_REQUIRED WORK:_ Report each line of the entries that contains the word "below", copied in full.

++++ TASK MATERIAL

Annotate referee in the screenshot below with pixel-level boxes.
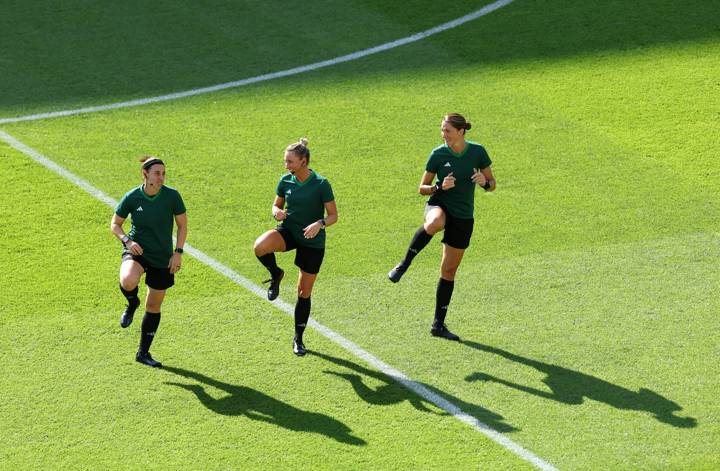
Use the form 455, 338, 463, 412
388, 113, 496, 341
110, 156, 187, 367
253, 138, 338, 356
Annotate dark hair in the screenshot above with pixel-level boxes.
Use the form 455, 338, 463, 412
140, 156, 164, 171
444, 113, 472, 133
286, 138, 310, 163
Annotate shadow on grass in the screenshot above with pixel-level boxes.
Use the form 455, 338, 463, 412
1, 1, 718, 115
310, 350, 517, 433
162, 365, 366, 445
462, 341, 697, 428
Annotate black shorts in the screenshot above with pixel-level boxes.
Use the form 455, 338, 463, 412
121, 252, 175, 290
426, 199, 475, 249
276, 226, 325, 275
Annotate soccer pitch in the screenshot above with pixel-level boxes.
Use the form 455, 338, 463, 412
1, 1, 718, 469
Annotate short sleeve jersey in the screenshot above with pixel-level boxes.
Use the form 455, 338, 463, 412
276, 171, 334, 249
425, 142, 492, 219
115, 185, 187, 268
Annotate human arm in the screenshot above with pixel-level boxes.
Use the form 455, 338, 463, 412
471, 166, 496, 192
303, 200, 338, 239
272, 196, 287, 221
418, 170, 455, 196
169, 212, 187, 273
110, 213, 143, 255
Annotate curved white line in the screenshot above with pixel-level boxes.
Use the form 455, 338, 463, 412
0, 0, 514, 125
0, 128, 557, 471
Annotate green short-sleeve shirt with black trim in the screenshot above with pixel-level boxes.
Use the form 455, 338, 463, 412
115, 185, 186, 268
276, 171, 334, 249
425, 142, 492, 219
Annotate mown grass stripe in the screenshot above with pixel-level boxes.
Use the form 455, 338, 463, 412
0, 127, 558, 471
0, 0, 514, 125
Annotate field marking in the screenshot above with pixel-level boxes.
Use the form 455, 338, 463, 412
0, 129, 558, 471
0, 0, 514, 125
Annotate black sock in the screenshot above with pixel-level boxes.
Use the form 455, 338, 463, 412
401, 226, 433, 265
257, 253, 281, 277
139, 311, 161, 354
120, 284, 139, 306
434, 278, 454, 326
294, 297, 311, 342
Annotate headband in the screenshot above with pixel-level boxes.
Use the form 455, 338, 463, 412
142, 158, 165, 170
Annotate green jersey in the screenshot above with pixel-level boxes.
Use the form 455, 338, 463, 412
276, 171, 334, 249
425, 142, 492, 219
115, 185, 186, 268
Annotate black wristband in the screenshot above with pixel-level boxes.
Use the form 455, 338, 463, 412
482, 181, 491, 190
175, 247, 184, 254
320, 218, 326, 229
434, 182, 443, 193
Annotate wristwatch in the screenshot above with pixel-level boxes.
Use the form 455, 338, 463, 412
175, 247, 184, 254
320, 218, 327, 229
121, 235, 130, 245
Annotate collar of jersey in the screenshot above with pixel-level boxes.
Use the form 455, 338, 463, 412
290, 170, 316, 187
139, 184, 163, 201
445, 142, 469, 158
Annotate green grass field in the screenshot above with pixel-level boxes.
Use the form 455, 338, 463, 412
1, 1, 718, 469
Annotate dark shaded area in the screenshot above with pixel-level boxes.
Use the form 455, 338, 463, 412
163, 365, 366, 445
0, 0, 718, 116
311, 351, 517, 433
463, 341, 697, 428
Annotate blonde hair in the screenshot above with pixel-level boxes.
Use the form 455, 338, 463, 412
286, 137, 310, 163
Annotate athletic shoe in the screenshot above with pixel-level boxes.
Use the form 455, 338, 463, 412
388, 262, 408, 283
264, 269, 284, 301
135, 351, 162, 368
293, 337, 306, 356
120, 299, 140, 328
431, 323, 460, 341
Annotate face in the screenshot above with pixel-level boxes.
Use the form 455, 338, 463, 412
143, 164, 166, 187
284, 151, 306, 174
441, 120, 464, 145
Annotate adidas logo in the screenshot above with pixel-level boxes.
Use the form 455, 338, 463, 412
286, 189, 292, 195
444, 162, 452, 167
136, 206, 144, 212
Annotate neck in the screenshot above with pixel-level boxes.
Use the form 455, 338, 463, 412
449, 139, 466, 154
295, 168, 311, 182
143, 183, 160, 196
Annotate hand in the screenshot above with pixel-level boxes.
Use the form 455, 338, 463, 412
471, 168, 487, 186
127, 241, 143, 255
168, 252, 182, 274
274, 209, 287, 221
303, 221, 322, 239
442, 172, 456, 190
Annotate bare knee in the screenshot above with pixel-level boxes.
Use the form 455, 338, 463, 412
145, 301, 162, 312
441, 266, 458, 280
119, 276, 139, 291
297, 285, 314, 298
253, 238, 266, 256
425, 218, 444, 235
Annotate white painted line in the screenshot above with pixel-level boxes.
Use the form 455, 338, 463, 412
0, 0, 514, 125
0, 128, 558, 470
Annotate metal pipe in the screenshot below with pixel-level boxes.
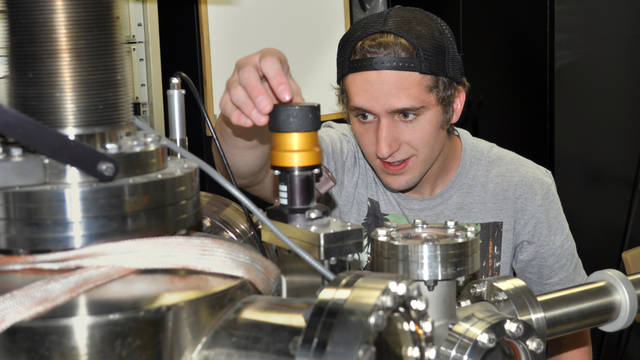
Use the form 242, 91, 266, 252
537, 281, 618, 338
537, 270, 639, 338
167, 77, 188, 150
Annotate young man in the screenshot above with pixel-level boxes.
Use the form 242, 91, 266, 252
215, 6, 591, 359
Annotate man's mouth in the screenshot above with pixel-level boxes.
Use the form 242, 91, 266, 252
381, 158, 409, 172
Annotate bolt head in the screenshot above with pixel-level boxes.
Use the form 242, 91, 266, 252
445, 219, 457, 229
504, 319, 524, 338
526, 337, 545, 354
97, 161, 116, 177
104, 143, 119, 153
477, 330, 497, 349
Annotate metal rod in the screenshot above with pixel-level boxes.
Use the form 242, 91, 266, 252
537, 281, 618, 338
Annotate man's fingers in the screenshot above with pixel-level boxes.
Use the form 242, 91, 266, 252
260, 54, 293, 103
220, 92, 254, 127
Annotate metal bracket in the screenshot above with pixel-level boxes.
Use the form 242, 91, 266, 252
0, 104, 118, 181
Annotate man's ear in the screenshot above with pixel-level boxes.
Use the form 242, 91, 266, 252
449, 87, 467, 125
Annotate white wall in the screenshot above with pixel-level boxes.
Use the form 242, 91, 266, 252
207, 0, 346, 116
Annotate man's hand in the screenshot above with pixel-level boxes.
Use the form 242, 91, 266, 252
219, 48, 304, 128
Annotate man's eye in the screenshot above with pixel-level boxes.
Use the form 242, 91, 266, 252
355, 112, 374, 122
399, 112, 416, 121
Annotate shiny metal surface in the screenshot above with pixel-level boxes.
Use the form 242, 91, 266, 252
537, 281, 617, 338
262, 215, 363, 261
460, 276, 547, 339
0, 157, 200, 251
0, 271, 257, 360
199, 191, 257, 245
45, 133, 167, 184
441, 301, 544, 360
193, 295, 313, 359
0, 150, 45, 188
167, 77, 188, 149
5, 0, 132, 133
297, 272, 433, 359
372, 220, 480, 281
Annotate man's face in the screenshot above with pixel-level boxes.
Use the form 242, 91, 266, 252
344, 70, 462, 197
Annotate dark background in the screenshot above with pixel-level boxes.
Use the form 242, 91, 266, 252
157, 1, 640, 358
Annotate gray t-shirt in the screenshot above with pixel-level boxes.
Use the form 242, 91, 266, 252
318, 121, 586, 294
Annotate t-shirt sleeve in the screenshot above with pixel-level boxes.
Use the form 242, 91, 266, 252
511, 170, 587, 294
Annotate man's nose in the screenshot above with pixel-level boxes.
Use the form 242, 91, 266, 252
376, 119, 399, 160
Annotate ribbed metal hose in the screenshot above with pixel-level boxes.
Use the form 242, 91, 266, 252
5, 0, 132, 133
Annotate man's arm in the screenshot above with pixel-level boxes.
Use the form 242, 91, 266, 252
213, 48, 304, 202
547, 330, 592, 359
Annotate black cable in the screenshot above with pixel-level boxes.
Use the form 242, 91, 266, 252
172, 71, 267, 257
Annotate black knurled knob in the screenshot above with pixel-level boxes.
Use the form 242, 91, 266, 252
269, 103, 321, 133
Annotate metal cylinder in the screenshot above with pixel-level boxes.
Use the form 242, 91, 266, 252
167, 77, 188, 150
5, 0, 132, 133
537, 269, 638, 338
537, 281, 618, 338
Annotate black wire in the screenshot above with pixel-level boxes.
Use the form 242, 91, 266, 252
172, 71, 267, 257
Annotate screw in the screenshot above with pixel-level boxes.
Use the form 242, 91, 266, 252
312, 168, 321, 175
412, 218, 424, 228
329, 257, 337, 265
273, 169, 281, 176
526, 337, 545, 354
504, 319, 524, 338
477, 330, 497, 349
97, 161, 116, 177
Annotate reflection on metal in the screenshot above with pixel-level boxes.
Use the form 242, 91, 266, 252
5, 0, 132, 134
0, 157, 200, 252
371, 219, 480, 281
199, 191, 257, 245
0, 271, 256, 359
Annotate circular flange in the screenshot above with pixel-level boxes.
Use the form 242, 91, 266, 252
0, 157, 200, 252
371, 220, 480, 280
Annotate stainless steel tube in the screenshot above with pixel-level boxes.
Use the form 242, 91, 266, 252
537, 281, 618, 338
167, 77, 188, 150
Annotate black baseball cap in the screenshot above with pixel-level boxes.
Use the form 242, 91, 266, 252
336, 6, 464, 84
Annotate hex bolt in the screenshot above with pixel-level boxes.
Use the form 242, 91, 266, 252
410, 298, 427, 312
412, 218, 424, 228
477, 330, 497, 349
305, 208, 323, 220
466, 225, 478, 236
312, 168, 321, 175
445, 219, 457, 229
526, 337, 545, 354
273, 169, 281, 176
504, 319, 524, 338
470, 283, 486, 297
425, 345, 438, 359
329, 257, 337, 265
97, 161, 116, 177
104, 142, 119, 153
375, 227, 389, 238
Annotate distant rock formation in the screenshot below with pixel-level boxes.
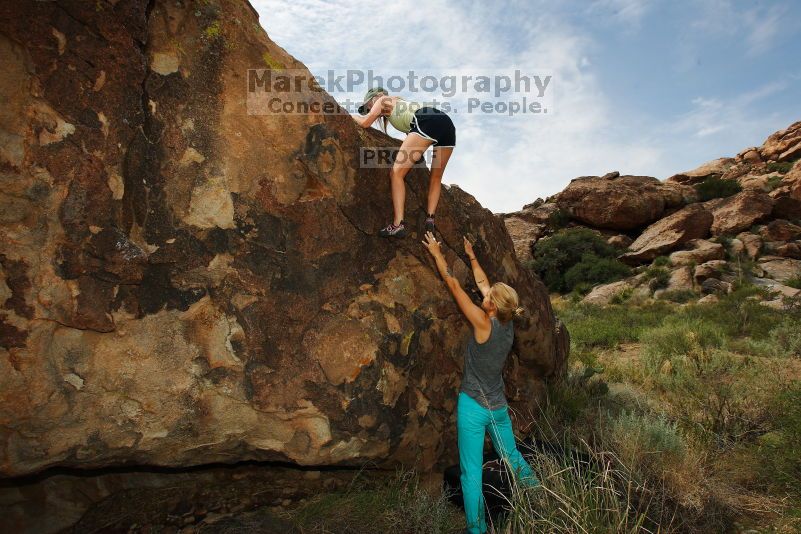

++++++++

_RESULT OF THIS TASK:_
Annotate referee in the screenshot below with pixel-level boxes.
Annotate metal pipe in the screenshot below with pixel-level boxes.
Annotate distant rock formation in the screenshot below with pixel-level boxes.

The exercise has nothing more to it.